● Work required
Count how many lines of the records below contain the word "patch", treating uppercase and lowercase as different, and give only that number.
---------- Excerpted records
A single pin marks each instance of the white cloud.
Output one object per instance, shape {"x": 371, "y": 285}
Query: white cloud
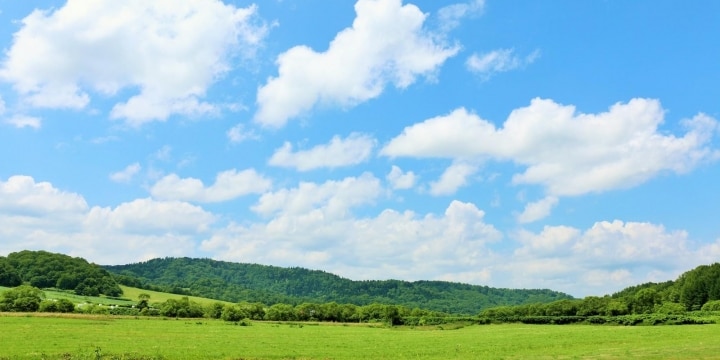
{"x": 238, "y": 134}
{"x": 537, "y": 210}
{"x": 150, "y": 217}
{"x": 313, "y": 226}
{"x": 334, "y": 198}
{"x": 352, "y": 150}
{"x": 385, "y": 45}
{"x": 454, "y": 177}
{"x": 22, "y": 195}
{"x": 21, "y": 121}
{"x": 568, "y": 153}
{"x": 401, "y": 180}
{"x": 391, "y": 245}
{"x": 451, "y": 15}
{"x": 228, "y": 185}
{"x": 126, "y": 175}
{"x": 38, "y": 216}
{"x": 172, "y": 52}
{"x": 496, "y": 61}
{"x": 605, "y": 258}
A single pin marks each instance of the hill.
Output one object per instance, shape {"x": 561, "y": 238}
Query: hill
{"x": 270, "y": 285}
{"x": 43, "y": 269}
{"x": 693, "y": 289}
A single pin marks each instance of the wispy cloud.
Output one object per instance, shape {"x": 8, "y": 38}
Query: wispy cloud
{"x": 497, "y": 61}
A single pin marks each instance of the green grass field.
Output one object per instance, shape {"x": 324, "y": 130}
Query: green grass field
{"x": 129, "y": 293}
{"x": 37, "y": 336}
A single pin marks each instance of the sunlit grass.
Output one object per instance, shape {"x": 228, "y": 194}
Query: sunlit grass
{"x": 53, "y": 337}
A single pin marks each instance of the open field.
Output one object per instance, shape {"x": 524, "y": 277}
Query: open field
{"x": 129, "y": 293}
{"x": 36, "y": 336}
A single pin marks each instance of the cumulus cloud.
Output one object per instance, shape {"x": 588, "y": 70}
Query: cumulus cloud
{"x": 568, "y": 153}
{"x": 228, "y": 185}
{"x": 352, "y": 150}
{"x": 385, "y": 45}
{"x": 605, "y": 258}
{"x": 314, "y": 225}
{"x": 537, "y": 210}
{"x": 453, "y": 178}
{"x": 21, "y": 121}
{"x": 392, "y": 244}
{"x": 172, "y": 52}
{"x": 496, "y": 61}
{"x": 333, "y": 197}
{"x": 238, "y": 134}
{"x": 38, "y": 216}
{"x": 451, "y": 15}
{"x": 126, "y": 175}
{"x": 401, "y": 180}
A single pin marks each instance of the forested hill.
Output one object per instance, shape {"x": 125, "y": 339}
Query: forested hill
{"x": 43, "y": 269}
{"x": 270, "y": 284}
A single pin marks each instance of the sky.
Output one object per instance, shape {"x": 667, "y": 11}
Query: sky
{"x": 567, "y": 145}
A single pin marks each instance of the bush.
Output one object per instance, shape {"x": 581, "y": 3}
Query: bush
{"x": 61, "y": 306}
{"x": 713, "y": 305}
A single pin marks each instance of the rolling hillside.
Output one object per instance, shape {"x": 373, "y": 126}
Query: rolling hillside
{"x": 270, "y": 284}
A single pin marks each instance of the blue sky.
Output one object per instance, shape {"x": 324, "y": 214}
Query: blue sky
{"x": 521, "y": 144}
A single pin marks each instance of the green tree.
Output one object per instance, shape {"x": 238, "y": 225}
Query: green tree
--------------------
---------- Excerpted records
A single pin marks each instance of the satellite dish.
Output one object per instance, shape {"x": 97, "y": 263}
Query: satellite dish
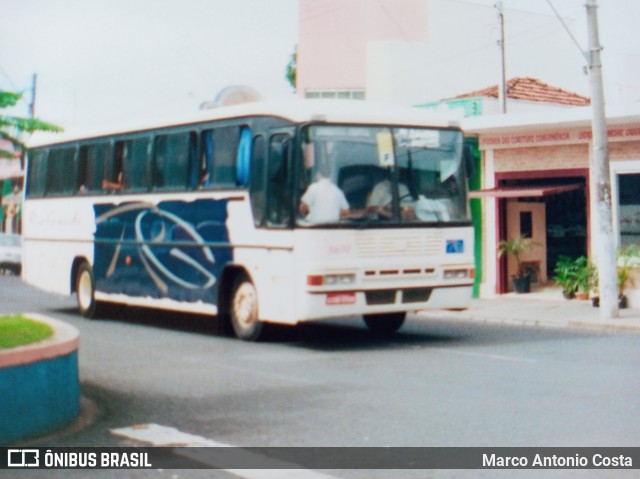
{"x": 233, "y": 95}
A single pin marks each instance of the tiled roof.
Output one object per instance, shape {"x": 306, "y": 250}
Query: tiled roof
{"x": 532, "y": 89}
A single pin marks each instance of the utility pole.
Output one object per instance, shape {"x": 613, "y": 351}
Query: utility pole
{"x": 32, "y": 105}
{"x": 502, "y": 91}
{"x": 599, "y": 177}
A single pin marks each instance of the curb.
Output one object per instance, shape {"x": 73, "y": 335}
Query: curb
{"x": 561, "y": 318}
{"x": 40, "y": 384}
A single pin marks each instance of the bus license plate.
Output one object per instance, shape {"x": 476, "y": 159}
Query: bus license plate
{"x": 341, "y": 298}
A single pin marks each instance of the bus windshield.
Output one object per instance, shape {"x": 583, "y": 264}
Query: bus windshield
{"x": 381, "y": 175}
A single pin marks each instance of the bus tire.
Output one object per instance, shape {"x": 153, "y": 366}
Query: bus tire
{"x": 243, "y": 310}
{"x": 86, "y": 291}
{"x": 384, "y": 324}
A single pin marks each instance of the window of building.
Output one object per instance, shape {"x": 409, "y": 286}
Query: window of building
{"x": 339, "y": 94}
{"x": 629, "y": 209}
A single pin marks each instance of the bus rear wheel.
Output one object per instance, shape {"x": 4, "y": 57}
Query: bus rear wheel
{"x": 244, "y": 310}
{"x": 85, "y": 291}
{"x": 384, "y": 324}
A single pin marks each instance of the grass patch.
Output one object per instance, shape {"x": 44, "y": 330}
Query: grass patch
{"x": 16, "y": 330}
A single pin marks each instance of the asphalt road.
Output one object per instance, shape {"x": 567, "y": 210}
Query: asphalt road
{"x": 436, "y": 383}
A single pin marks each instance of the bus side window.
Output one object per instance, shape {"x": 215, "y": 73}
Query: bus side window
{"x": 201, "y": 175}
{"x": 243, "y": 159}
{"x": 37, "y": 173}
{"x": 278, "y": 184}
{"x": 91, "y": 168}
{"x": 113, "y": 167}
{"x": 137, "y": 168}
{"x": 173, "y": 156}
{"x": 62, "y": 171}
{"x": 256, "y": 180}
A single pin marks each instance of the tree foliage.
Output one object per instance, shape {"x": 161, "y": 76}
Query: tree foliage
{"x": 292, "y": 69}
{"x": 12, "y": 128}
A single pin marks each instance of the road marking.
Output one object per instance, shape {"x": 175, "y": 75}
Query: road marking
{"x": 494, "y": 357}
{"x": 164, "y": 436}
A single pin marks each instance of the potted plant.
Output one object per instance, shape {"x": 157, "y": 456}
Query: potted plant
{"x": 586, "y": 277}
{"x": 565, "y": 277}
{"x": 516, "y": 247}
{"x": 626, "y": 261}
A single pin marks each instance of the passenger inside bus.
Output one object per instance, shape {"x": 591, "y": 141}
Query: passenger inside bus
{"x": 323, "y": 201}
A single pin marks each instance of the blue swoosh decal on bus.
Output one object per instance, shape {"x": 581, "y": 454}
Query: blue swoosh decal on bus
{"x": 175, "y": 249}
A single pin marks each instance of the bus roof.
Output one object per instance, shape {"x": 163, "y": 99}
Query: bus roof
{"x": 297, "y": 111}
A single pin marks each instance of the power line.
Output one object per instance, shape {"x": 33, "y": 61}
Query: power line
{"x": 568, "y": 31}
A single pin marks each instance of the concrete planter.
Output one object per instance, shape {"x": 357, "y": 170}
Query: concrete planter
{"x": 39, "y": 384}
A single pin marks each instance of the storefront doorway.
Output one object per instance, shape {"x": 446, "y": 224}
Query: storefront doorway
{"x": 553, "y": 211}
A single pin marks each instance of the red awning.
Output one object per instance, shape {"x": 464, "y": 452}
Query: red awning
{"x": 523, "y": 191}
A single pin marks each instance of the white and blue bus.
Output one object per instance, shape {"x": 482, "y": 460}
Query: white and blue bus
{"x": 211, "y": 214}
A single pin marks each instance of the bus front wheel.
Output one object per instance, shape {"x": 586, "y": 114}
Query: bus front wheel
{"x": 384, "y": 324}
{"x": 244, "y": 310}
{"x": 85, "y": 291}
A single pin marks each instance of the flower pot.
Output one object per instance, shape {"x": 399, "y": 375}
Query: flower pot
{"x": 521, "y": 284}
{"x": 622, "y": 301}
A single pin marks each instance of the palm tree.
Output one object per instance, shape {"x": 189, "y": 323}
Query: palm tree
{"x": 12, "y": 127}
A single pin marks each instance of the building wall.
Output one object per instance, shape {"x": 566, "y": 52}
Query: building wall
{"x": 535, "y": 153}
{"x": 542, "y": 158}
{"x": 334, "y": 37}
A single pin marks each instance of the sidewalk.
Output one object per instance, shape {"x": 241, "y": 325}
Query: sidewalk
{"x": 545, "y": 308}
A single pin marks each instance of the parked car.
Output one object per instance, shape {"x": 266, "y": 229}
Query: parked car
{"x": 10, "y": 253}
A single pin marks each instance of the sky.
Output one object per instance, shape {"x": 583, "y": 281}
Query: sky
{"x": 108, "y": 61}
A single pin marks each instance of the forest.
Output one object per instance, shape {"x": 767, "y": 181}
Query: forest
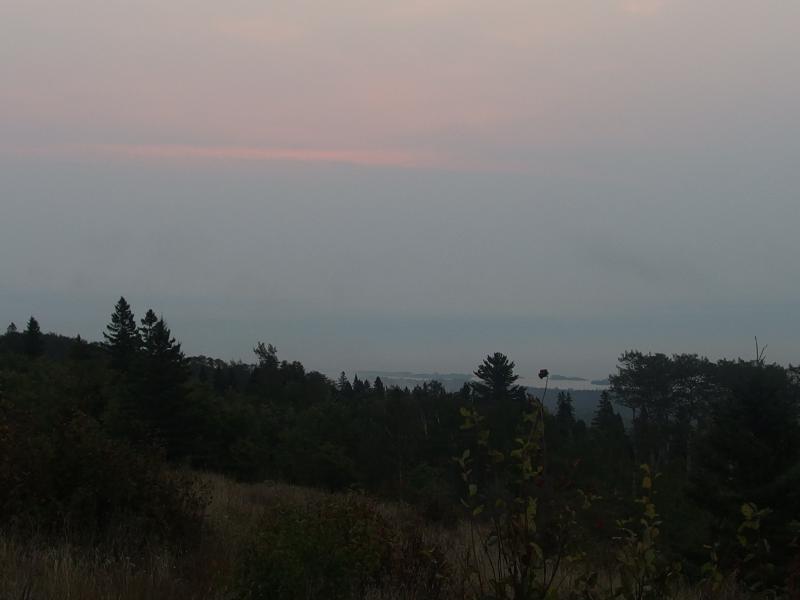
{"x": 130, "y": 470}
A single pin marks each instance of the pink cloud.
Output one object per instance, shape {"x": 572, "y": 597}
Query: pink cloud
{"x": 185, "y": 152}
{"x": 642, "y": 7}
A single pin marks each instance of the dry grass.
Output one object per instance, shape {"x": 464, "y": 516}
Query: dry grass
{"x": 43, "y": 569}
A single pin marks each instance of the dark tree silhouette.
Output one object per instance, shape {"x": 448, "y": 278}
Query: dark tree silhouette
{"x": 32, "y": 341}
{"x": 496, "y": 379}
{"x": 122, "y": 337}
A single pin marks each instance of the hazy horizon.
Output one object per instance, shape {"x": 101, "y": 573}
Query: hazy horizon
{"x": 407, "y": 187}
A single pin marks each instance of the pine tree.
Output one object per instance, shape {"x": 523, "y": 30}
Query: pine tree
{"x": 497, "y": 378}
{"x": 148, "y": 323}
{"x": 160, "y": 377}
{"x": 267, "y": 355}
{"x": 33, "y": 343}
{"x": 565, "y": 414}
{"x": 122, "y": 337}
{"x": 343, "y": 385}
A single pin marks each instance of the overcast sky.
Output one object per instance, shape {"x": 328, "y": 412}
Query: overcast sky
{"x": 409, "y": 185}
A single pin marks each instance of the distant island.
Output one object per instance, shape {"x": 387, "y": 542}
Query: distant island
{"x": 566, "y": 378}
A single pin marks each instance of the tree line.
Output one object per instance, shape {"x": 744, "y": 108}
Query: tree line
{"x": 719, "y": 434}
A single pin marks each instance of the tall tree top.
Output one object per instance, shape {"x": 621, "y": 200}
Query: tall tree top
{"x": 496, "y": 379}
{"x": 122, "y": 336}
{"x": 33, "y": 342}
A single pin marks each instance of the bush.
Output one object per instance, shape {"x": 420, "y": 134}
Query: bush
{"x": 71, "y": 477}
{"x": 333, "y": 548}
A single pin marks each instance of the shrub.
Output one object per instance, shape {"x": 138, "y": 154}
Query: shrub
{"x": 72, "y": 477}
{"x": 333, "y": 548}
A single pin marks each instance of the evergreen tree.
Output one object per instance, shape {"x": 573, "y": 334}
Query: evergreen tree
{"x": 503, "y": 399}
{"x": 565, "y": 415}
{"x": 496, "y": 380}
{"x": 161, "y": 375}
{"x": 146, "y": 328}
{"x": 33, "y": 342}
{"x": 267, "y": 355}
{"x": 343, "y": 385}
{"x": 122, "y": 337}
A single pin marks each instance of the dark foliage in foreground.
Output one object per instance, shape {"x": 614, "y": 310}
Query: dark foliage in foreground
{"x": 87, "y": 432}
--------------------
● Solved exercise
2